Task goal:
Below this line is a set of entries; quote exactly the lines from the line that contains "367L205 361L194 359L145" to the line that contains "positive clicks: (184, 405)", both lines included.

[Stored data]
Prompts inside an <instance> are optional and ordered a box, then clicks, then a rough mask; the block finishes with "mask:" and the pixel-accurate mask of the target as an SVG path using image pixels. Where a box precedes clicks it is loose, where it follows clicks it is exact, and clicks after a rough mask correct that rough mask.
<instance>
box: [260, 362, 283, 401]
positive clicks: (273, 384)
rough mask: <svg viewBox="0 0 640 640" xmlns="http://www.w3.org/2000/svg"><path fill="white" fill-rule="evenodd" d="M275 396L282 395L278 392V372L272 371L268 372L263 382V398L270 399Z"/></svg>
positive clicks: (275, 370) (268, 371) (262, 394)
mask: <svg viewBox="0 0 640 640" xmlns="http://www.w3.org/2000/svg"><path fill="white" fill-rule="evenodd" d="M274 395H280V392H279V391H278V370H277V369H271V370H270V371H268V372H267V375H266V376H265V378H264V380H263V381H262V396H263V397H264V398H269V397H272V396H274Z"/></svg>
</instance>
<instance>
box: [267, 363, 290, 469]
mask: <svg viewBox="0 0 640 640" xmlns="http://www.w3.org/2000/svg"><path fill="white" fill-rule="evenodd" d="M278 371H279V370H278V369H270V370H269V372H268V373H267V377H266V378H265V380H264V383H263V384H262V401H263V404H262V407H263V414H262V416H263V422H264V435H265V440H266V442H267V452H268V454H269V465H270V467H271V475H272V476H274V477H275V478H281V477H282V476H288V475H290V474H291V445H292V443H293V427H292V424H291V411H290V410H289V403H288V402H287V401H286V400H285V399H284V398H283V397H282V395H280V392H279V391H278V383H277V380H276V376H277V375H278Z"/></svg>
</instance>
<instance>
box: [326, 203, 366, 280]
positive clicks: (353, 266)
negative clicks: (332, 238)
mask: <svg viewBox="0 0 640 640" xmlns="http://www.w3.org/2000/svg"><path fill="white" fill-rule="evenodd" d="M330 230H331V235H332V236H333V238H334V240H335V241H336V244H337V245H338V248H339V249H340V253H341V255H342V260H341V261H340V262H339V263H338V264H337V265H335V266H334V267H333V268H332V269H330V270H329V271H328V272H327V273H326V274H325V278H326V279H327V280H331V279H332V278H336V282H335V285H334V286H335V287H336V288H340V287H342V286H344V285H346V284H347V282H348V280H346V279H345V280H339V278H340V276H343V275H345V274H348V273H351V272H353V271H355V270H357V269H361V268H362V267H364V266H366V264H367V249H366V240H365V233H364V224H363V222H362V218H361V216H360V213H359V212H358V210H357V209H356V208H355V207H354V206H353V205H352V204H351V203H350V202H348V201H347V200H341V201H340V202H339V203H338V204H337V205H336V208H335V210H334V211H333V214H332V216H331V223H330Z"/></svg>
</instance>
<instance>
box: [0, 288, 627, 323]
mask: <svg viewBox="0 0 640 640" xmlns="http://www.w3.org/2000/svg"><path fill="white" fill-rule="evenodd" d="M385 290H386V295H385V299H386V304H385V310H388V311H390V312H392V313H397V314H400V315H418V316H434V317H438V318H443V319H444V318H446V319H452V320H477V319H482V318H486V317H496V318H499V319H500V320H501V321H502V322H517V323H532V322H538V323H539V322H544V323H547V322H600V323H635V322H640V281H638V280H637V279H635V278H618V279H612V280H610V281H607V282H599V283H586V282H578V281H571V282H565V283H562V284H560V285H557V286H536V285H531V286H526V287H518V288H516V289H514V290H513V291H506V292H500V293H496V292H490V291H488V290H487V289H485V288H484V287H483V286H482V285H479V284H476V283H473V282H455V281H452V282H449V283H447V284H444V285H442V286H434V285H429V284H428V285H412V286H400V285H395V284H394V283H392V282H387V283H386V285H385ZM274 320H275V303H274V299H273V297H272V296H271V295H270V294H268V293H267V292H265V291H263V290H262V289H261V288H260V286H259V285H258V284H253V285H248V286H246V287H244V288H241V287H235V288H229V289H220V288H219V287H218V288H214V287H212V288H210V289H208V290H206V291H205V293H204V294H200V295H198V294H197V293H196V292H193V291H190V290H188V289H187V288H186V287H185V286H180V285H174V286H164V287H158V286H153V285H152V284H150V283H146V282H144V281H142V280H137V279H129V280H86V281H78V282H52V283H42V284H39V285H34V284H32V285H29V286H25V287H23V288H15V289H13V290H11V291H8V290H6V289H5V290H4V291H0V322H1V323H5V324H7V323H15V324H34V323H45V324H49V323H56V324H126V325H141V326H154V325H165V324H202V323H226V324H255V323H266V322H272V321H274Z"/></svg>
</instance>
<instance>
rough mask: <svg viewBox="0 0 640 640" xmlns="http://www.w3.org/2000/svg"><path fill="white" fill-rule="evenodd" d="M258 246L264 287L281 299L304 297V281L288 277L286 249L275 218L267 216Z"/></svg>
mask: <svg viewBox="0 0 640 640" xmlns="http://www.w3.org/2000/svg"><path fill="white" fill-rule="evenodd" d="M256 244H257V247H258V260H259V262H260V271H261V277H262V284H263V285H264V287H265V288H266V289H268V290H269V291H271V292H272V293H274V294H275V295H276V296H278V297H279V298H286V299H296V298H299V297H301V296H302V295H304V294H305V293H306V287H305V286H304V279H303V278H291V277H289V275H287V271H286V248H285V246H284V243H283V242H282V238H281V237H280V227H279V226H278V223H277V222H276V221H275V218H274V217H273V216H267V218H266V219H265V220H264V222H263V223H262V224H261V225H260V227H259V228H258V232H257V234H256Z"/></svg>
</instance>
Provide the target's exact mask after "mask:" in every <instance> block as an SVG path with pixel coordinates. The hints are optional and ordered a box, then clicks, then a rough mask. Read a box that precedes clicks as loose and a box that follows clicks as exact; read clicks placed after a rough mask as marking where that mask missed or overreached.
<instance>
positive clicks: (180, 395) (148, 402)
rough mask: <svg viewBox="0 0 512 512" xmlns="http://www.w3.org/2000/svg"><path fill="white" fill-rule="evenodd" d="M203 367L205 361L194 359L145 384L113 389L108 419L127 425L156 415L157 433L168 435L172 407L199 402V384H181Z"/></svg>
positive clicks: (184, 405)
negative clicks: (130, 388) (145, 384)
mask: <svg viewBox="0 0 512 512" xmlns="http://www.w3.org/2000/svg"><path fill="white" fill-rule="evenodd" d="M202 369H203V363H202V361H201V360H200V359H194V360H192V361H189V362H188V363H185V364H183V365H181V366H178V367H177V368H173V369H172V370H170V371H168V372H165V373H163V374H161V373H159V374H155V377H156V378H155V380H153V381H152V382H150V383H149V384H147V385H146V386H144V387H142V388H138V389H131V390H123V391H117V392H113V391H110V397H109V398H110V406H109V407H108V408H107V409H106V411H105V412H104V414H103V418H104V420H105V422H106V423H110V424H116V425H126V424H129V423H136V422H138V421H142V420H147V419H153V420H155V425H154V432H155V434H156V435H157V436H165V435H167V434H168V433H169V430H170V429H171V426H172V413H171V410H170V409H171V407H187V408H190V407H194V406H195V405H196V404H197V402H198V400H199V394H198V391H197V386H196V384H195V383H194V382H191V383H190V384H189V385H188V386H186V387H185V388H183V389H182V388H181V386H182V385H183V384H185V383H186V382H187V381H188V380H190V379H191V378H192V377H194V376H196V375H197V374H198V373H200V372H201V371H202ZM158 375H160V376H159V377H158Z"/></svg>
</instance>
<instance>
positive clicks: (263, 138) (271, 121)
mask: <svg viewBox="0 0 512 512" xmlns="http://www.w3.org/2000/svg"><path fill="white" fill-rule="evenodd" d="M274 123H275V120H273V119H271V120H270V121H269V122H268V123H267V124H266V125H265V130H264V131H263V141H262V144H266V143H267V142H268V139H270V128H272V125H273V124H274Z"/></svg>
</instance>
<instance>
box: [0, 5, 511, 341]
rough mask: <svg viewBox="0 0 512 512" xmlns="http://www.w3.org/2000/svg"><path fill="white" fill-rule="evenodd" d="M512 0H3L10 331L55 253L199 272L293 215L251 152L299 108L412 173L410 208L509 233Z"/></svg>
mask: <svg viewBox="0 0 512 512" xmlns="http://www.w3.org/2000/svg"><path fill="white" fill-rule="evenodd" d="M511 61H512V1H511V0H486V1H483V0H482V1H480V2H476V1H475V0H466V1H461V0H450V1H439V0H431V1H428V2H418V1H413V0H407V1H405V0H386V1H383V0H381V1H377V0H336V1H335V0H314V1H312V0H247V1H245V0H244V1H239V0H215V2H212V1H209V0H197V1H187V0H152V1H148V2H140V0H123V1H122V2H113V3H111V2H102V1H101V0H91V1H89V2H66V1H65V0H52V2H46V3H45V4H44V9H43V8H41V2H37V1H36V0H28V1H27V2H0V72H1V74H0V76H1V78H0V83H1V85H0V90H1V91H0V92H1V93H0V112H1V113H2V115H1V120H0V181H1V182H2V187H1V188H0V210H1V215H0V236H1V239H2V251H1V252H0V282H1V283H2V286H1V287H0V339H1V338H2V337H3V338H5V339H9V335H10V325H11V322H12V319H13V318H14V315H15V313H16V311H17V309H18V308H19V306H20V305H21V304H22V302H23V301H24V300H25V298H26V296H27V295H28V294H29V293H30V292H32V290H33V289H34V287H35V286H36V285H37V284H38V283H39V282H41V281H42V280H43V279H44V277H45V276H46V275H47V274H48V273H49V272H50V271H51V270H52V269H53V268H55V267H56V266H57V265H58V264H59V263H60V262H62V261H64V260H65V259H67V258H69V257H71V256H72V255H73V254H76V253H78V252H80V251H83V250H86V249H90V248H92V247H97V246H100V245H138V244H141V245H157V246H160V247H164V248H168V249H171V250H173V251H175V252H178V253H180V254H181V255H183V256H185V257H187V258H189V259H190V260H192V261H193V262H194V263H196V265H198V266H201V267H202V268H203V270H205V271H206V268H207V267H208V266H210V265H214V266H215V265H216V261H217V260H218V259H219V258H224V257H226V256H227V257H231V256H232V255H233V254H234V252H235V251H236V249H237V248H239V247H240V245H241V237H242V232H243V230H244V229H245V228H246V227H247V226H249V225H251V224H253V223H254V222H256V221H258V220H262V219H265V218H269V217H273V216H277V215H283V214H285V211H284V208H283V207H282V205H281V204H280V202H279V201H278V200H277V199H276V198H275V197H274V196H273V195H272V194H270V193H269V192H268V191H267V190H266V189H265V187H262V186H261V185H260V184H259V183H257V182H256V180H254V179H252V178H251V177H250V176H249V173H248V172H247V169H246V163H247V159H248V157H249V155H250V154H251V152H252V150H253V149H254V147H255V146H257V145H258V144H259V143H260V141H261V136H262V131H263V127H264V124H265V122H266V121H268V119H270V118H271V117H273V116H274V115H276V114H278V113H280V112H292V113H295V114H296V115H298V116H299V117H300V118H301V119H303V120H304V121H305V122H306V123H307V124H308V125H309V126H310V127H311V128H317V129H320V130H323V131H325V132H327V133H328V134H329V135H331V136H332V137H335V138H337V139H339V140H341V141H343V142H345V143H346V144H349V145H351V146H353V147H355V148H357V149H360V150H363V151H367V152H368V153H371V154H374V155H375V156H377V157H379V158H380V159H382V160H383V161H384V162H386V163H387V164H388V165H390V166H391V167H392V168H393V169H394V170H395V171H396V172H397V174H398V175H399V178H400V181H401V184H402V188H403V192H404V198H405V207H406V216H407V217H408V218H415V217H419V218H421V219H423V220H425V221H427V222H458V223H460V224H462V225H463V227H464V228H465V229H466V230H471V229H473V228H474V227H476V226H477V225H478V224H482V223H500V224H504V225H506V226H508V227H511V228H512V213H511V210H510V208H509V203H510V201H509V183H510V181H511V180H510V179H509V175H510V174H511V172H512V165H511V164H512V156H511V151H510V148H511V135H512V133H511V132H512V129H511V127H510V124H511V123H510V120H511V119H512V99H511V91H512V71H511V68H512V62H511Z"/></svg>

Answer box:
rough mask: <svg viewBox="0 0 512 512" xmlns="http://www.w3.org/2000/svg"><path fill="white" fill-rule="evenodd" d="M203 367L205 361L194 359L145 384L113 389L108 419L127 425L156 415L157 433L168 435L172 407L199 402V384H181Z"/></svg>
positive clicks: (184, 405)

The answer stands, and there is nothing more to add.